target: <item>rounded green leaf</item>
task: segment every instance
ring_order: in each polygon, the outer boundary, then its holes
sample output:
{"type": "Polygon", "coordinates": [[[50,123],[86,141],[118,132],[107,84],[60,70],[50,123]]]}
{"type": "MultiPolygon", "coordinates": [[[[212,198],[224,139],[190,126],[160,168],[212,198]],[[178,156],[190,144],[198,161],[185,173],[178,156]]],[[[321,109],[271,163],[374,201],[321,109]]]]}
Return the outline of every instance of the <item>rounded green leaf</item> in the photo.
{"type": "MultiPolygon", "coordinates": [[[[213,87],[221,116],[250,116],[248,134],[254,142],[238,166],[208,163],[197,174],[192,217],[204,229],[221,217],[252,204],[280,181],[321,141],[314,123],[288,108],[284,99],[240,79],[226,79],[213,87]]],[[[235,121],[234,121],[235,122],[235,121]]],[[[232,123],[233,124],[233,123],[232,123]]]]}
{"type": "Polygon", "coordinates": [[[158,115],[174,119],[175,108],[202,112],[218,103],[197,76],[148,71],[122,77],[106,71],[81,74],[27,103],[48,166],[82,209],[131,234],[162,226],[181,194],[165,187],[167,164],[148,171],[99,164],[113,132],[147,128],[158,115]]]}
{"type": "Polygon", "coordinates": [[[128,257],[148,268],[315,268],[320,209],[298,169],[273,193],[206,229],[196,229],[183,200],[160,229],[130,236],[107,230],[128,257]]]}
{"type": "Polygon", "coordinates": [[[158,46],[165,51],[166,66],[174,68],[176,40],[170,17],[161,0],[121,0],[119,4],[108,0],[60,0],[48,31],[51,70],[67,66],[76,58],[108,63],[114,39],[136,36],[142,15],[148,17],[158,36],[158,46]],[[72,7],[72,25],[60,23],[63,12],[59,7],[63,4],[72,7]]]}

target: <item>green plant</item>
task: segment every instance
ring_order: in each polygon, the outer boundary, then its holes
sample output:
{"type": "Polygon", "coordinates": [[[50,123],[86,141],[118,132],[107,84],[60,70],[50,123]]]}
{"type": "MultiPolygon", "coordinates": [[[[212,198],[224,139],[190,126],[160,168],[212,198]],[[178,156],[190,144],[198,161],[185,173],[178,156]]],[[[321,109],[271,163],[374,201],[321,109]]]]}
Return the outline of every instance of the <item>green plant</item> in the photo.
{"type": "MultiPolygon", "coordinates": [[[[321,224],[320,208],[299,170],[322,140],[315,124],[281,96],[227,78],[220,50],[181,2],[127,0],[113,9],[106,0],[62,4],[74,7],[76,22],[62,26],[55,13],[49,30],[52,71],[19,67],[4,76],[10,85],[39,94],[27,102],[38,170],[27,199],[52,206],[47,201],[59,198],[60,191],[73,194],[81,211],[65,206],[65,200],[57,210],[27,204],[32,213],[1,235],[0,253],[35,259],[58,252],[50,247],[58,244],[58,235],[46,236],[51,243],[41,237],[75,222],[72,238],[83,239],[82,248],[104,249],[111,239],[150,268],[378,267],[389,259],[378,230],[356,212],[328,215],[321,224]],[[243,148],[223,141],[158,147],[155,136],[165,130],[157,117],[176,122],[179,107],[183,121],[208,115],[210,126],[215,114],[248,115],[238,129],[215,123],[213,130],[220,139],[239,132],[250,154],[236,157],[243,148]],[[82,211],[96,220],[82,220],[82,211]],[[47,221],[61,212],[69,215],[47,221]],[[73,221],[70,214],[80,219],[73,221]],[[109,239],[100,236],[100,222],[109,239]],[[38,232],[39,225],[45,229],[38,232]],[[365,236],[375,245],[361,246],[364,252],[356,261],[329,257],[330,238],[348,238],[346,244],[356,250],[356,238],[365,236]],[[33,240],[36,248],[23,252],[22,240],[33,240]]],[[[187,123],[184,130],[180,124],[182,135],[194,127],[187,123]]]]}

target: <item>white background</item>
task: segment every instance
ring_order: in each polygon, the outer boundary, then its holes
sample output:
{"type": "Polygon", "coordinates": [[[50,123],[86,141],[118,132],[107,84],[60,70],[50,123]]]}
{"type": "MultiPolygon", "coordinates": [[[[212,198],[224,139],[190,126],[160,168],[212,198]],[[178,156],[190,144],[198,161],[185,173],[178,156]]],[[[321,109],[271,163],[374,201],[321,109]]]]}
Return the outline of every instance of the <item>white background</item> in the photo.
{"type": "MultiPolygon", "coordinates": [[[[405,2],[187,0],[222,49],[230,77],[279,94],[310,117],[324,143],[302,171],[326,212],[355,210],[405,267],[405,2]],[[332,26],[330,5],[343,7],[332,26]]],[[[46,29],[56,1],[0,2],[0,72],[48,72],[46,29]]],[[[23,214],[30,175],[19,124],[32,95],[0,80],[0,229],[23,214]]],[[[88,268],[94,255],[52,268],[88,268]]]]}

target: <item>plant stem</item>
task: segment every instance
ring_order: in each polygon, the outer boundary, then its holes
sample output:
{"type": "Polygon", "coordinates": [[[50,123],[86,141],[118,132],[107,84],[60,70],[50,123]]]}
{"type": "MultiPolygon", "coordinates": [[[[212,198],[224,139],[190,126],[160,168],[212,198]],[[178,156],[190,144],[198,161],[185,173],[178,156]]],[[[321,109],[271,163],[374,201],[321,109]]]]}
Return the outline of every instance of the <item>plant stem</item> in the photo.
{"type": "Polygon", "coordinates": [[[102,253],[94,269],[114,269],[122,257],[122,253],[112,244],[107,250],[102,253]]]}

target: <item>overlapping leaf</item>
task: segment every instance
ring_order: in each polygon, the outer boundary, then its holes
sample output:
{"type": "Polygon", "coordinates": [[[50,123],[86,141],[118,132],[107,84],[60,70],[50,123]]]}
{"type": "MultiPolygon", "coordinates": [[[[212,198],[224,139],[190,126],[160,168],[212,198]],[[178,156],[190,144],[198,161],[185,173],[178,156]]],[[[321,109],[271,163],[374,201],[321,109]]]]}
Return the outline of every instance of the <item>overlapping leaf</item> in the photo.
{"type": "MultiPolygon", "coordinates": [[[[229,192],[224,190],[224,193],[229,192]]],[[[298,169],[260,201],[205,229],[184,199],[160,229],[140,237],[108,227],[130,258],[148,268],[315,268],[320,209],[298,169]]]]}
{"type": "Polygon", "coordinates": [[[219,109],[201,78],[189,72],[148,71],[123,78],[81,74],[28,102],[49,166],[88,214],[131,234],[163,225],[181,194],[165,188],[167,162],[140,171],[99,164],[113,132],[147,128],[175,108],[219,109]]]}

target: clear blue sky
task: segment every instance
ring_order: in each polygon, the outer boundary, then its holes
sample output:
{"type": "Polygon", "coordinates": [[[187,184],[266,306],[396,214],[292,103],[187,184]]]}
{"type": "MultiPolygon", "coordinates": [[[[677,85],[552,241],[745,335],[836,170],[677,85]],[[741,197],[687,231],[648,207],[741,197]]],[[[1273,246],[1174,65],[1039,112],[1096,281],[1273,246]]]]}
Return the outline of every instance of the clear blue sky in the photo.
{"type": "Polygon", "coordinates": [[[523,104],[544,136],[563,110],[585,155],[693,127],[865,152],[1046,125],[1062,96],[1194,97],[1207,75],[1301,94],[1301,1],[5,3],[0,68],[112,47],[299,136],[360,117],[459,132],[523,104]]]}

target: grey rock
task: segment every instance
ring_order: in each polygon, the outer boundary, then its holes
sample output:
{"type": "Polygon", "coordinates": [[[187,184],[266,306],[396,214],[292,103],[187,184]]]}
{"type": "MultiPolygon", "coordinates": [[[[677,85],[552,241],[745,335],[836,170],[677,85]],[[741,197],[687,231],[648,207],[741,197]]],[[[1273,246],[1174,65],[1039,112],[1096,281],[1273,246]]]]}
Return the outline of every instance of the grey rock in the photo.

## Requirements
Quote the listing in full, please, keeping every line exact.

## Complete answer
target: <item>rounded green leaf</item>
task: segment every instance
ring_order: in each polygon, the outer boundary, then its holes
sample output:
{"type": "Polygon", "coordinates": [[[50,123],[86,141],[118,132],[107,84],[60,70],[50,123]]]}
{"type": "MultiPolygon", "coordinates": [[[[212,198],[224,139],[190,126],[160,168],[212,198]],[[178,156],[190,144],[198,161],[185,173],[178,156]]],[[[321,109],[271,163],[374,201],[321,109]]]]}
Return the outline of every instance of the <item>rounded green leaf</item> in the photo.
{"type": "MultiPolygon", "coordinates": [[[[213,87],[221,116],[250,116],[248,134],[254,142],[238,166],[208,163],[197,174],[192,217],[204,229],[221,217],[252,204],[280,181],[321,141],[314,123],[288,108],[284,99],[240,79],[226,79],[213,87]]],[[[235,121],[234,121],[235,122],[235,121]]],[[[232,123],[233,124],[233,123],[232,123]]]]}
{"type": "Polygon", "coordinates": [[[158,115],[174,119],[175,108],[202,112],[218,103],[197,76],[148,71],[122,77],[106,71],[81,74],[27,103],[48,166],[82,209],[131,234],[162,226],[181,194],[165,187],[167,164],[148,171],[99,164],[113,132],[147,128],[158,115]]]}
{"type": "Polygon", "coordinates": [[[128,257],[148,268],[315,268],[320,209],[298,169],[273,193],[206,229],[196,229],[183,200],[160,229],[130,236],[107,230],[128,257]]]}
{"type": "Polygon", "coordinates": [[[158,46],[165,51],[166,66],[174,68],[176,40],[170,17],[161,0],[121,0],[119,4],[108,0],[60,0],[48,31],[51,70],[67,66],[76,58],[108,63],[114,39],[136,36],[142,15],[148,17],[158,36],[158,46]],[[72,7],[72,25],[60,23],[63,12],[59,7],[63,4],[72,7]]]}

target: <item>green plant</item>
task: segment every instance
ring_order: in each polygon, the outer boundary, then its holes
sample output:
{"type": "Polygon", "coordinates": [[[50,123],[86,141],[118,132],[107,84],[60,70],[50,123]]]}
{"type": "MultiPolygon", "coordinates": [[[[212,198],[224,139],[190,126],[160,168],[212,198]],[[178,156],[190,144],[198,161],[185,173],[178,156]]],[[[321,109],[271,163],[374,201],[321,109]]]]}
Return the outline of every instance of the <item>green plant</item> in the photo.
{"type": "MultiPolygon", "coordinates": [[[[321,224],[320,208],[299,170],[322,140],[315,124],[281,96],[227,78],[220,50],[181,2],[127,0],[113,9],[106,0],[62,4],[74,7],[76,22],[62,26],[55,13],[49,30],[52,71],[19,67],[4,76],[10,85],[39,94],[27,102],[38,170],[27,199],[52,206],[47,201],[59,198],[60,191],[73,194],[81,211],[65,206],[65,200],[57,210],[27,204],[32,213],[1,235],[0,253],[35,259],[58,252],[50,247],[58,244],[58,235],[46,236],[51,243],[41,237],[75,222],[72,238],[83,239],[82,248],[104,249],[111,239],[150,268],[378,267],[389,259],[378,230],[356,212],[328,215],[321,224]],[[243,148],[223,141],[158,147],[155,136],[165,130],[157,117],[176,122],[179,107],[183,121],[208,115],[210,126],[215,114],[248,115],[238,129],[215,123],[213,130],[220,139],[239,132],[250,154],[236,157],[243,148]],[[82,211],[96,220],[82,220],[82,211]],[[47,221],[61,212],[69,215],[47,221]],[[73,221],[70,214],[80,219],[73,221]],[[109,239],[100,236],[100,222],[109,239]],[[38,232],[39,225],[45,229],[38,232]],[[365,236],[375,245],[361,246],[364,252],[356,261],[329,257],[330,238],[348,238],[346,244],[356,250],[356,238],[365,236]],[[33,240],[36,248],[23,252],[22,240],[33,240]]],[[[187,123],[184,130],[180,124],[182,135],[194,127],[187,123]]]]}

target: <item>white background</item>
task: segment every instance
ring_order: in each polygon, the outer boundary, then its holes
sample output:
{"type": "Polygon", "coordinates": [[[50,123],[86,141],[118,132],[107,84],[60,70],[50,123]]]}
{"type": "MultiPolygon", "coordinates": [[[[212,198],[224,139],[190,126],[160,168],[212,198]],[[178,156],[190,144],[198,161],[185,173],[178,156]]],[[[321,109],[271,163],[374,201],[321,109]]]]}
Return the outline of every instance of the <item>white background</item> in the photo.
{"type": "MultiPolygon", "coordinates": [[[[405,2],[187,0],[222,49],[230,77],[279,94],[310,117],[324,143],[302,171],[326,212],[355,210],[405,267],[405,2]],[[332,26],[330,5],[343,7],[332,26]]],[[[46,29],[56,1],[0,2],[0,72],[48,72],[46,29]]],[[[23,214],[30,175],[19,124],[32,95],[0,80],[0,229],[23,214]]],[[[88,268],[94,255],[52,268],[88,268]]]]}

target: <item>plant stem</item>
task: segment every instance
ring_order: in each polygon, the outer boundary, then its holes
sample output:
{"type": "Polygon", "coordinates": [[[50,123],[86,141],[118,132],[107,84],[60,70],[50,123]]]}
{"type": "MultiPolygon", "coordinates": [[[[212,198],[224,139],[190,126],[160,168],[212,198]],[[178,156],[190,144],[198,161],[185,173],[178,156]]],[[[321,109],[271,163],[374,201],[321,109]]]]}
Return the outline of every instance of the <item>plant stem</item> in the photo.
{"type": "Polygon", "coordinates": [[[102,253],[94,269],[114,269],[122,257],[122,253],[112,244],[107,250],[102,253]]]}

target: <item>overlapping leaf</item>
task: segment every instance
ring_order: in each polygon, the outer boundary, then its holes
sample output:
{"type": "Polygon", "coordinates": [[[50,123],[86,141],[118,132],[107,84],[60,70],[50,123]]]}
{"type": "MultiPolygon", "coordinates": [[[[212,198],[224,139],[190,126],[160,168],[212,198]],[[178,156],[190,144],[198,161],[185,173],[178,156]]],[[[321,109],[271,163],[374,201],[321,109]]]]}
Return the outline of every instance of the <item>overlapping leaf</item> in the photo.
{"type": "MultiPolygon", "coordinates": [[[[229,192],[224,190],[224,193],[229,192]]],[[[298,169],[260,201],[205,229],[184,199],[160,229],[140,237],[108,227],[130,258],[148,268],[315,268],[320,209],[298,169]]]]}
{"type": "Polygon", "coordinates": [[[219,109],[201,78],[189,72],[148,71],[123,78],[81,74],[28,102],[49,166],[88,214],[131,234],[163,225],[181,194],[165,188],[167,162],[140,171],[99,164],[113,132],[147,128],[175,108],[219,109]]]}

target: clear blue sky
task: segment every instance
ring_order: in each polygon, the outer boundary, then its holes
sample output:
{"type": "Polygon", "coordinates": [[[187,184],[266,306],[396,214],[292,103],[187,184]]]}
{"type": "MultiPolygon", "coordinates": [[[[677,85],[552,241],[745,335],[836,170],[677,85]],[[741,197],[687,231],[648,207],[741,197]]],[[[1273,246],[1174,65],[1039,112],[1096,281],[1273,246]]]]}
Return the outline of every instance of the clear blue sky in the photo.
{"type": "Polygon", "coordinates": [[[523,104],[544,136],[563,110],[585,155],[693,127],[865,152],[1046,125],[1062,96],[1194,97],[1207,75],[1301,94],[1301,1],[5,3],[0,68],[112,47],[299,136],[360,117],[459,132],[523,104]]]}

target: grey rock
task: segment every instance
ring_order: in each polygon, the outer boundary, then its holes
sample output:
{"type": "Polygon", "coordinates": [[[187,184],[266,306],[396,214],[292,103],[187,184]]]}
{"type": "MultiPolygon", "coordinates": [[[[677,85],[552,241],[745,335],[836,170],[677,85]],[[741,197],[687,231],[648,207],[741,197]]],[[[1273,246],[1174,65],[1039,112],[1096,281],[1273,246]]]]}
Return the outline of every instance of the grey rock in the photo.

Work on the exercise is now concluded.